→ EXERCISE BRIEF:
Scan the material below for the word "panel", then copy every line in which it appears.

*** Block opens ***

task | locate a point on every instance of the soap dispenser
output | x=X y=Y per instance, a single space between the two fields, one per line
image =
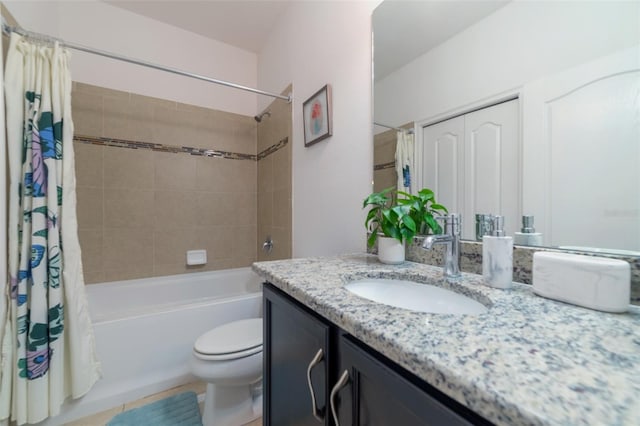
x=527 y=235
x=497 y=256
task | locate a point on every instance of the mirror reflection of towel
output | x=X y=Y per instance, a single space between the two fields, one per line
x=405 y=166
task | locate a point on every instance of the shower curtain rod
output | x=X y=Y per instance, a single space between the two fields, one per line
x=400 y=129
x=45 y=38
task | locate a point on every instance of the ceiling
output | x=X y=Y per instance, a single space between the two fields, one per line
x=241 y=23
x=405 y=29
x=247 y=23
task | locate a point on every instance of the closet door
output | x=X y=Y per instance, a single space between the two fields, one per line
x=491 y=179
x=443 y=162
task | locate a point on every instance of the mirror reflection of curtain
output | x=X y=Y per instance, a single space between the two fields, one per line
x=405 y=162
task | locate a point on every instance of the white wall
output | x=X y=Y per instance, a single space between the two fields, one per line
x=523 y=41
x=109 y=28
x=316 y=43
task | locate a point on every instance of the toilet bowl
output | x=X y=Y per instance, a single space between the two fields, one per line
x=229 y=359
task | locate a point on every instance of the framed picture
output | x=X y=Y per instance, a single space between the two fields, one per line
x=317 y=116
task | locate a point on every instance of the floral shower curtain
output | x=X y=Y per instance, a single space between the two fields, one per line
x=48 y=351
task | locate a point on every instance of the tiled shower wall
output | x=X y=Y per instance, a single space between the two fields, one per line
x=140 y=210
x=274 y=181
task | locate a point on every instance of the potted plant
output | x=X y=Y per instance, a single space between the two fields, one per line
x=390 y=223
x=423 y=210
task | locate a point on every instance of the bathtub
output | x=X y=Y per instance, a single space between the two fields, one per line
x=145 y=330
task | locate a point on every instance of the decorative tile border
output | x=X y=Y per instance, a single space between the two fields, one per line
x=383 y=166
x=123 y=143
x=273 y=148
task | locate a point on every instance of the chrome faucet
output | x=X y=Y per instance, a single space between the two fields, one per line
x=451 y=237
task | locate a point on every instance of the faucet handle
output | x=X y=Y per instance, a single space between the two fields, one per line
x=452 y=223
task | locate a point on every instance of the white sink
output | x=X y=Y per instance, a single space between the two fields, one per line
x=415 y=296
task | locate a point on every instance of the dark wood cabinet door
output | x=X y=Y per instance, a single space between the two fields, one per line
x=296 y=363
x=379 y=394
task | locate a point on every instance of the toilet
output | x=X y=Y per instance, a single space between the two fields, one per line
x=229 y=359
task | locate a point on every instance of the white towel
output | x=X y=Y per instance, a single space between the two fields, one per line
x=405 y=165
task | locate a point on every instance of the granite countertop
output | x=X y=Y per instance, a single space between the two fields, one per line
x=527 y=361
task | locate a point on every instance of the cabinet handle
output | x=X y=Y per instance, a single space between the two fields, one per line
x=342 y=382
x=315 y=361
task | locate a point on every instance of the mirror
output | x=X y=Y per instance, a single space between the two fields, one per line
x=574 y=70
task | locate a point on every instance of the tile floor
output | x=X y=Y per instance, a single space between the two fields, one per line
x=100 y=419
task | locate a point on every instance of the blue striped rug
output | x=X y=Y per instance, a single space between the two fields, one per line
x=177 y=410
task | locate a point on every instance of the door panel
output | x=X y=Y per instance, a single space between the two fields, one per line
x=491 y=166
x=443 y=162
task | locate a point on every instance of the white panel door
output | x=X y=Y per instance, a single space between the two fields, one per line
x=443 y=162
x=491 y=151
x=582 y=145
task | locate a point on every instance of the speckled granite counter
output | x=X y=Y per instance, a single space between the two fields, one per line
x=527 y=361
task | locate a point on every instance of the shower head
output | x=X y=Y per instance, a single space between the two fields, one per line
x=258 y=117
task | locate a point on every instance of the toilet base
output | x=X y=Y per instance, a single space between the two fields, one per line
x=231 y=405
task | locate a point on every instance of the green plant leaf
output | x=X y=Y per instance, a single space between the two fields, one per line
x=372 y=238
x=440 y=207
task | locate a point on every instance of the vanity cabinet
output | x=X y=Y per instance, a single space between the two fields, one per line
x=297 y=365
x=361 y=385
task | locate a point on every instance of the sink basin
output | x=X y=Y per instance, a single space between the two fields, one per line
x=415 y=296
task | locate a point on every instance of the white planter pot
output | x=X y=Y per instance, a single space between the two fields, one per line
x=390 y=250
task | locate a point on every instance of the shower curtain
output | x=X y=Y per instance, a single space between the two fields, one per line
x=48 y=351
x=405 y=165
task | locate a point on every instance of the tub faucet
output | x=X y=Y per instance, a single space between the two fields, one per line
x=451 y=238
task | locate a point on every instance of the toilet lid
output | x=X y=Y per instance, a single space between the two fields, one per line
x=236 y=336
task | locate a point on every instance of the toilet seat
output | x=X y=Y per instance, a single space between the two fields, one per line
x=237 y=339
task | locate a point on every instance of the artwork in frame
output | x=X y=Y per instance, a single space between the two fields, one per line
x=317 y=116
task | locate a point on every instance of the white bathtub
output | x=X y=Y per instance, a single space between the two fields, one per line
x=145 y=330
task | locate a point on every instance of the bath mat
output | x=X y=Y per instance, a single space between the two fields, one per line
x=177 y=410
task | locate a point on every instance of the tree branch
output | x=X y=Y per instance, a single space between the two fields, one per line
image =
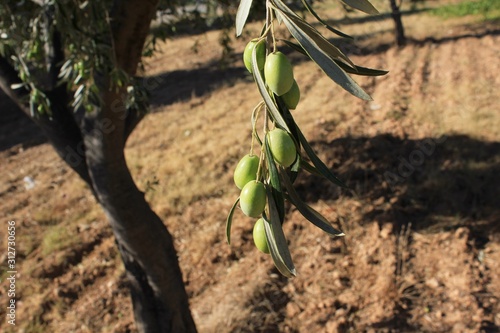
x=60 y=126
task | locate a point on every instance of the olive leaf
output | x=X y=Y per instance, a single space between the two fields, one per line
x=229 y=221
x=321 y=52
x=242 y=15
x=362 y=5
x=274 y=181
x=275 y=114
x=308 y=212
x=330 y=49
x=357 y=70
x=278 y=246
x=320 y=167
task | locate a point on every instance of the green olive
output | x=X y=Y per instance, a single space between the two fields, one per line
x=259 y=236
x=261 y=55
x=253 y=198
x=282 y=147
x=279 y=73
x=292 y=96
x=246 y=170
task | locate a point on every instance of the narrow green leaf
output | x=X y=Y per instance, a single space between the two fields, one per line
x=276 y=241
x=295 y=46
x=308 y=212
x=320 y=20
x=229 y=221
x=320 y=166
x=358 y=70
x=324 y=60
x=275 y=114
x=275 y=182
x=331 y=50
x=242 y=15
x=362 y=5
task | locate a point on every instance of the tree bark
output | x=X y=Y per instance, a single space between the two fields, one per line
x=398 y=23
x=157 y=288
x=96 y=142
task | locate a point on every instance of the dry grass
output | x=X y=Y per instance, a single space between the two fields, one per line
x=377 y=278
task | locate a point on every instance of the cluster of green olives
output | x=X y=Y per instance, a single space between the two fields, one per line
x=247 y=177
x=248 y=174
x=277 y=71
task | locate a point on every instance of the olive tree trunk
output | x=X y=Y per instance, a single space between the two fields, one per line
x=92 y=144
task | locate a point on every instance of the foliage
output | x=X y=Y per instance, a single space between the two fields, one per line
x=488 y=9
x=273 y=113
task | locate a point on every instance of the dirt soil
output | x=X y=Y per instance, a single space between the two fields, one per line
x=422 y=245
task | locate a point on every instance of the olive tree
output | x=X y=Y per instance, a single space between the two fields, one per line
x=73 y=66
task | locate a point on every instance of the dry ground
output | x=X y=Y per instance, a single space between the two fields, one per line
x=422 y=245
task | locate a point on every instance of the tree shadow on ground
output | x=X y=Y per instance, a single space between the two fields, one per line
x=434 y=183
x=182 y=85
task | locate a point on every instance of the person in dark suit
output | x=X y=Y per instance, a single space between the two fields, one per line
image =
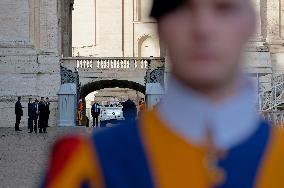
x=96 y=111
x=30 y=114
x=33 y=115
x=18 y=113
x=47 y=103
x=129 y=110
x=43 y=115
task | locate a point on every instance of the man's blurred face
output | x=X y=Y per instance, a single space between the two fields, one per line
x=205 y=39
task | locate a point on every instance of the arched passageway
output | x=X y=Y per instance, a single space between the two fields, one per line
x=102 y=84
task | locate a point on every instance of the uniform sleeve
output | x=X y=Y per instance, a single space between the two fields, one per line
x=73 y=164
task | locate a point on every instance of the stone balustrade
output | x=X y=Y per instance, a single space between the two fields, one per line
x=87 y=64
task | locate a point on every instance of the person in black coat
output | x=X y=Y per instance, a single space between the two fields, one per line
x=43 y=115
x=47 y=103
x=30 y=114
x=18 y=113
x=33 y=116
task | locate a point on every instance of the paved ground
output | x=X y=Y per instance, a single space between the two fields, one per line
x=23 y=155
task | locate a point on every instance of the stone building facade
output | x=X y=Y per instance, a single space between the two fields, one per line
x=35 y=34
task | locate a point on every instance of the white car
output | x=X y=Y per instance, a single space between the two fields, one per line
x=111 y=115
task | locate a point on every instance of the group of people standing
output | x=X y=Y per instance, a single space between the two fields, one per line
x=38 y=112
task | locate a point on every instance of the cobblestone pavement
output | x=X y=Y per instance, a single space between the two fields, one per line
x=23 y=155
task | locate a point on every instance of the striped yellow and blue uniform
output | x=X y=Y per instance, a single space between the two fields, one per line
x=150 y=155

*** Block closes ***

→ ANSWER BOX:
task | locate a point on every instance of the door panel
task | locate a point on every instance of the white panel door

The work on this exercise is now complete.